» **Set task 1**
In the training code, what crop size does the test transform use?
» **Set task 2**
Do these statements agree with the training code? Answer yes or no for each, quoting the deciding words. (a) The learning rate is set to 0.001. (b) A comment says 10 to 20 epochs is usually enough. (c) The training transform applies a random rotation of 30.

» **Text shown**

--------

BATCH_SIZE = 64             # Increase to 64~96 if GPU memory allows
NUM_EPOCHS = 15             # Adjust based on convergence (10~20 is usually enough)
LEARNING_RATE = 0.001
NUM_CLASSES = 200           # CUB-200 has 200 bird species

In [None]:
# =============================================================================
# 3. Load Dataset from Hugging Face
# =============================================================================
# Transforms
train_transform = transforms.Compose([
    transforms.Resize(256),
    transforms.RandomResizedCrop(224),
    transforms.RandomHorizontalFlip(),
    transforms.RandomRotation(15),
    transforms.ToTensor(),
    transforms.Normalize(mean=[0.485, 0.456, 0.406], std=[0.229, 0.224, 0.225])
])

test_transform = transforms.Compose([
    transforms.Resize(256),
    transforms.CenterCrop(224),
    transforms.ToTensor(),
    transforms.Normalize(mean=[0.485, 0.456, 0.406], std=[0.229, 0.224, 0.225])
])

# Load dataset
print("Loading dataset from Hugging Face...")

--------

» **Rows from a dataset**
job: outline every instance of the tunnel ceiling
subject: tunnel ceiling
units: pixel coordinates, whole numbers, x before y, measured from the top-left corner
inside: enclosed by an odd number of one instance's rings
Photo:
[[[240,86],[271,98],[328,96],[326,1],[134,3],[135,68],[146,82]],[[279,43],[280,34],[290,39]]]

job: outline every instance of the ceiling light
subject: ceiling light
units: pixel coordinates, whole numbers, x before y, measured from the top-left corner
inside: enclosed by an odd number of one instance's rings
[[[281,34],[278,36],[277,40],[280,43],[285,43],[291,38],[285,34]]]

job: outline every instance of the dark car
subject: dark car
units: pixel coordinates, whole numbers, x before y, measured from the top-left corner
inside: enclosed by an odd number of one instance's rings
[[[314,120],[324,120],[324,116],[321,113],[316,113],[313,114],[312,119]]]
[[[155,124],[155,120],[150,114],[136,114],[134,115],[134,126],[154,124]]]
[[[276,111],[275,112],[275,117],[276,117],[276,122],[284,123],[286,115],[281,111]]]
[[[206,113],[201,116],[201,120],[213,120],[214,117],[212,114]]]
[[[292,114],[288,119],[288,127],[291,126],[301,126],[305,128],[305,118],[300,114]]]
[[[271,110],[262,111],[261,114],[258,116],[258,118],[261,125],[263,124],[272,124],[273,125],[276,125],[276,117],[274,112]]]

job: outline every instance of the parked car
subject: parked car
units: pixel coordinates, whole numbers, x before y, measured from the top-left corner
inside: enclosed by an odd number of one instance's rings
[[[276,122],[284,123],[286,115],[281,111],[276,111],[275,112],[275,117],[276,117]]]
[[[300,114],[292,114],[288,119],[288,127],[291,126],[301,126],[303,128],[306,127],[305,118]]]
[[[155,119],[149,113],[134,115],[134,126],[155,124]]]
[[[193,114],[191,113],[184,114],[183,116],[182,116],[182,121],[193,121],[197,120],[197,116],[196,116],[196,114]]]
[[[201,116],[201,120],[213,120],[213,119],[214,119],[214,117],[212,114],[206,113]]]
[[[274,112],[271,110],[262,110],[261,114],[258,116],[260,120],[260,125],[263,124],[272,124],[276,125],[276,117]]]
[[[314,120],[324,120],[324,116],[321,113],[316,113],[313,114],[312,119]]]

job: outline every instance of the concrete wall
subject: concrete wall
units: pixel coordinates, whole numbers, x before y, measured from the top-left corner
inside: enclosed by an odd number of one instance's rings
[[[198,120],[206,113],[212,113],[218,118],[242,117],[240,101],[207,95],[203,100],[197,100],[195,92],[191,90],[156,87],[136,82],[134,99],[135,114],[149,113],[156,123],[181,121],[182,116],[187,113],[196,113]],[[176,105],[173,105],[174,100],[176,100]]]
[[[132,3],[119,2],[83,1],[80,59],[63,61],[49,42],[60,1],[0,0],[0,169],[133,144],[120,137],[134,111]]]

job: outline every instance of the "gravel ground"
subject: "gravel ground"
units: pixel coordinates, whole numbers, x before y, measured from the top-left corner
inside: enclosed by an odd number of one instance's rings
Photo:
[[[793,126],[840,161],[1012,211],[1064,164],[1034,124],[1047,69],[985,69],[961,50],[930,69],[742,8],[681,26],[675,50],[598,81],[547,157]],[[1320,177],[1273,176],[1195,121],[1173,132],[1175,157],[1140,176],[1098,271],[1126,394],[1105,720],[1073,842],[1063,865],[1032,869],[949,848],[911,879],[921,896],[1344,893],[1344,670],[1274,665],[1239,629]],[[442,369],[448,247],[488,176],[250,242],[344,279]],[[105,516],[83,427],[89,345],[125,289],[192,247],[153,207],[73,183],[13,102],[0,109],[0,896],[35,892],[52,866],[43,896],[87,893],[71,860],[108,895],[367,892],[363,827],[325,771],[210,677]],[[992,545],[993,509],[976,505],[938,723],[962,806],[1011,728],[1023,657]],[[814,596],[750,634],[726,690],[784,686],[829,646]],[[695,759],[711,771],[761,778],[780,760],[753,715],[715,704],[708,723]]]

--------

» **Full output 1**
A center crop of 224.

» **Full output 2**
(a) Yes: "LEARNING_RATE = 0.001"
(b) Yes: "(10~20 is usually enough)"
(c) No: "transforms.RandomRotation(15)"